§ **The exercise**
Shift every coordinate in the answer outlines by adding 99, then reproduce everything from the start of the records down to and including the line containing "165 L 4 167", requests and all. The requests and their layout samples stay unchanged.

§ **Dataset extract**
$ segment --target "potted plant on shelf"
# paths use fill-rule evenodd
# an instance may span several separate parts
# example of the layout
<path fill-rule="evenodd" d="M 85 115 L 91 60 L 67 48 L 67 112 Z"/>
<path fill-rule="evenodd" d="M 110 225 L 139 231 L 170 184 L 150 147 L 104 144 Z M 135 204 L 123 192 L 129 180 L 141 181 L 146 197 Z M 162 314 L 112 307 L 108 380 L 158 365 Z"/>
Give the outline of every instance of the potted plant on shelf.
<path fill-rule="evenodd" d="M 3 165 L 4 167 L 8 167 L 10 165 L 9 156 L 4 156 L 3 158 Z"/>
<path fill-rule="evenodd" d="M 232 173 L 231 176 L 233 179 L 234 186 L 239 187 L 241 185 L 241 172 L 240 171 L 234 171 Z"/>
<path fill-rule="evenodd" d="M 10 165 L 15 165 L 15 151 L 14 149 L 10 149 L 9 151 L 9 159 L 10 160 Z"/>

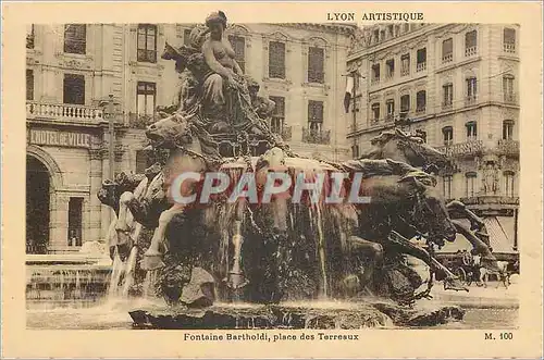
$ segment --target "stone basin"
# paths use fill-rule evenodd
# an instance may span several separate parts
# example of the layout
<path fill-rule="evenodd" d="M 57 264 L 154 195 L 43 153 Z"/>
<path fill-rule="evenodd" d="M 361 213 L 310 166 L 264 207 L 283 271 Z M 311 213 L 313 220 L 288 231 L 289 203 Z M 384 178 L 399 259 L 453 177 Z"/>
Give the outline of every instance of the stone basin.
<path fill-rule="evenodd" d="M 425 303 L 413 308 L 387 301 L 301 302 L 281 305 L 218 303 L 203 309 L 148 308 L 129 311 L 136 328 L 387 328 L 435 326 L 460 321 L 458 306 Z"/>

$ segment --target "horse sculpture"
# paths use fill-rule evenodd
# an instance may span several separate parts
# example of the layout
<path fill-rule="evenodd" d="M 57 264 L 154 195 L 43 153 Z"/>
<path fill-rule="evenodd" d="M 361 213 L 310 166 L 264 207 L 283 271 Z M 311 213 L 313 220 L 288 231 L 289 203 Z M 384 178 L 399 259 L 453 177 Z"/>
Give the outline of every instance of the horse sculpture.
<path fill-rule="evenodd" d="M 140 266 L 162 273 L 161 293 L 173 302 L 183 297 L 184 284 L 191 281 L 195 268 L 206 269 L 210 275 L 203 276 L 206 282 L 218 281 L 220 291 L 249 296 L 254 301 L 307 299 L 318 293 L 329 296 L 338 293 L 344 286 L 338 278 L 346 275 L 355 276 L 359 288 L 410 301 L 417 298 L 413 288 L 418 281 L 413 272 L 399 265 L 397 253 L 413 255 L 442 273 L 454 288 L 459 287 L 432 253 L 408 240 L 424 236 L 440 246 L 444 239 L 455 238 L 456 226 L 433 176 L 404 162 L 379 160 L 395 152 L 385 138 L 374 141 L 381 150 L 371 152 L 370 159 L 342 164 L 294 154 L 251 108 L 243 77 L 233 76 L 237 85 L 224 89 L 226 113 L 210 117 L 200 89 L 210 71 L 199 50 L 205 36 L 206 30 L 196 27 L 189 46 L 175 49 L 166 45 L 162 55 L 176 62 L 184 80 L 178 105 L 162 109 L 163 119 L 148 126 L 146 136 L 152 148 L 166 150 L 169 158 L 157 166 L 160 171 L 150 172 L 122 194 L 116 191 L 110 201 L 119 214 L 119 252 L 126 253 L 138 243 L 141 227 L 137 224 L 152 231 Z M 221 121 L 211 120 L 218 115 Z M 220 153 L 217 140 L 222 136 L 235 142 L 236 151 Z M 421 156 L 420 148 L 400 142 L 410 159 Z M 256 152 L 256 148 L 260 150 Z M 443 165 L 440 152 L 429 152 L 433 163 Z M 225 159 L 225 153 L 236 158 Z M 275 197 L 269 204 L 254 204 L 244 197 L 231 203 L 218 196 L 210 203 L 195 206 L 174 201 L 171 191 L 180 187 L 177 176 L 188 172 L 220 172 L 230 181 L 254 174 L 262 187 L 267 173 L 279 167 L 293 179 L 300 174 L 311 178 L 345 172 L 350 184 L 356 173 L 362 173 L 363 193 L 373 200 L 324 206 L 322 199 L 295 203 L 286 196 Z M 198 179 L 184 184 L 186 194 L 202 185 Z M 361 266 L 362 258 L 367 261 Z"/>

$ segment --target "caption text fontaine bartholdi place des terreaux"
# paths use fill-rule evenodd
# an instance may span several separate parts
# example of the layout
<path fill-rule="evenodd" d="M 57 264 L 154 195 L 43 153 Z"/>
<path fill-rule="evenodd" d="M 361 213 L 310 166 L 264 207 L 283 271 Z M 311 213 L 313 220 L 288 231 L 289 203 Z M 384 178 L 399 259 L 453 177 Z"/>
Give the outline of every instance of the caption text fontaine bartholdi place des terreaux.
<path fill-rule="evenodd" d="M 185 342 L 267 342 L 267 343 L 279 343 L 279 342 L 312 342 L 312 340 L 359 340 L 358 334 L 331 334 L 331 333 L 312 333 L 312 334 L 282 334 L 274 333 L 269 334 L 267 332 L 259 333 L 185 333 L 183 335 Z"/>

§ **Exercise answer**
$ segment --target "potted plant on shelf"
# paths use fill-rule evenodd
# an instance may span several separate parts
# example of the layout
<path fill-rule="evenodd" d="M 85 115 L 91 60 L 67 48 L 67 112 Z"/>
<path fill-rule="evenodd" d="M 110 225 L 139 231 L 170 184 L 150 147 L 104 144 Z M 135 204 L 123 192 L 129 180 L 141 181 L 146 197 Z M 162 314 L 112 307 L 108 380 L 158 365 Z"/>
Give the outline of every instance of the potted plant on shelf.
<path fill-rule="evenodd" d="M 102 264 L 103 266 L 107 266 L 109 264 L 108 255 L 103 255 L 102 257 Z"/>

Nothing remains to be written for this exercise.